- _Task goal_: Count the lines in the items below that contain the string "above", treating case as significant. Reply with the number only.

- _The records_:
──────────

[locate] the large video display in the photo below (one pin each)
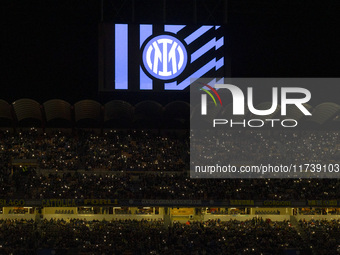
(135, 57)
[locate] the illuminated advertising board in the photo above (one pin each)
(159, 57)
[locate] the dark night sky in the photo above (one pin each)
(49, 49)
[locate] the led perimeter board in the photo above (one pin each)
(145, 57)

──────────

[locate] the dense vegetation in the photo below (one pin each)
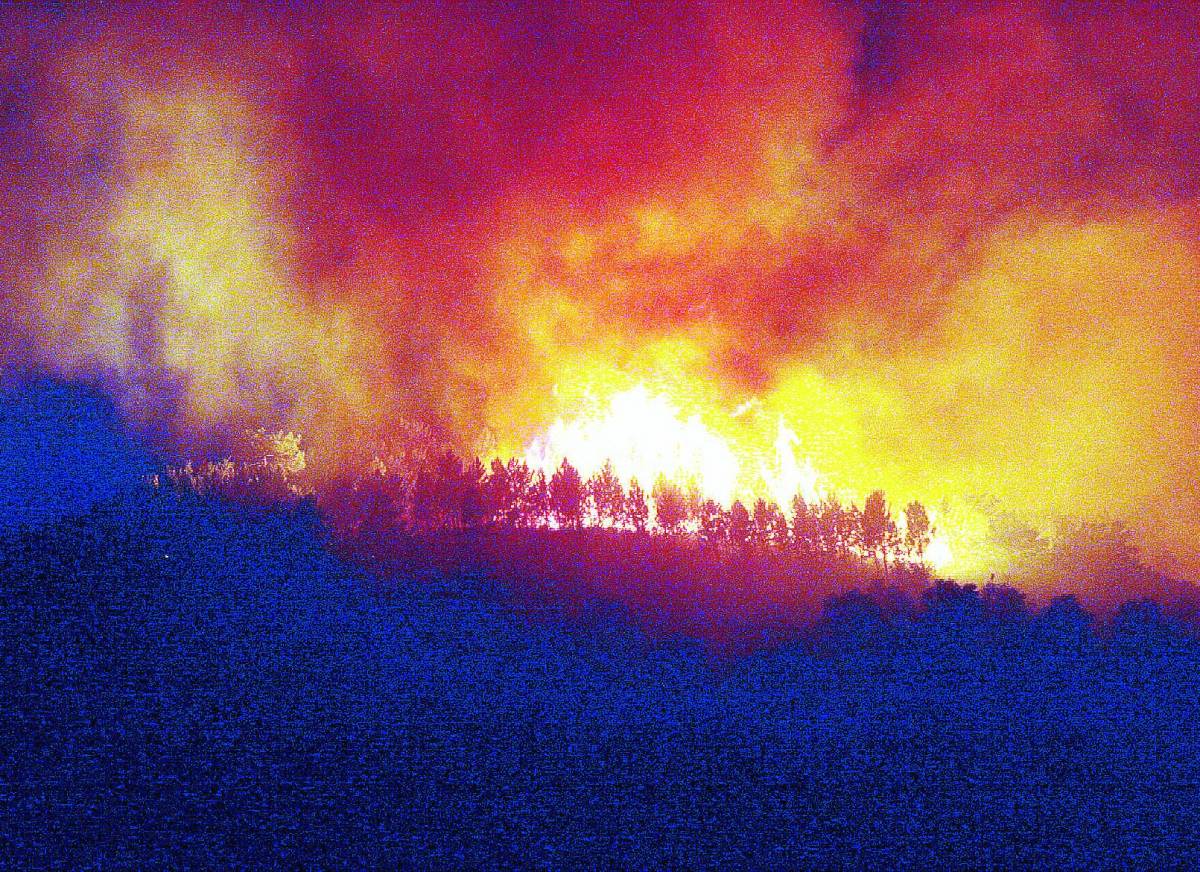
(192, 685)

──────────

- _Result for this task_: 3